* TASK INSTRUCTIONS
Starting with the line that contains "Task: Where can the woman's hand" and continuing through the last line of the data below, lay out each line as one string in a JSON list, leaving out any blank lines.
══════
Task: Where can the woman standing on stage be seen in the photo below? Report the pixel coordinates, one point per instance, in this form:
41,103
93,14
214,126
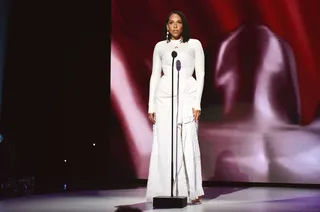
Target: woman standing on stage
187,109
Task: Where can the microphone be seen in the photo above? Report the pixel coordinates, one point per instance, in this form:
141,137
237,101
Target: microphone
178,65
174,54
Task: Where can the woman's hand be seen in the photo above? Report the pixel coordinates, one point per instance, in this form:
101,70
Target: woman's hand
152,117
196,114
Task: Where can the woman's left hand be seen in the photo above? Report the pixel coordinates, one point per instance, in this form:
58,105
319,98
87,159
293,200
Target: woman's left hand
196,114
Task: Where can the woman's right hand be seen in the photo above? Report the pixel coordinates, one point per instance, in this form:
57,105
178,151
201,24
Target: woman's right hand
152,117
══════
* TASK ANSWER
[
  "Task: Where can the woman's hand be seen in the photo above? Report the pixel coordinates, one point per instance, in this form:",
  "101,70",
  "Target: woman's hand",
  "152,117",
  "196,114",
  "Task: Where can the woman's left hand be seen in the photo above? Report the pixel coordinates, one point per instance, in this form:",
  "58,105",
  "319,98",
  "87,159",
  "293,200",
  "Target: woman's left hand",
  "196,114",
  "Task: Where can the woman's right hand be seen in the photo above? Report the pixel coordinates, one point per instance, in this form:",
  "57,105",
  "178,151",
  "201,24",
  "Target: woman's right hand",
  "152,117"
]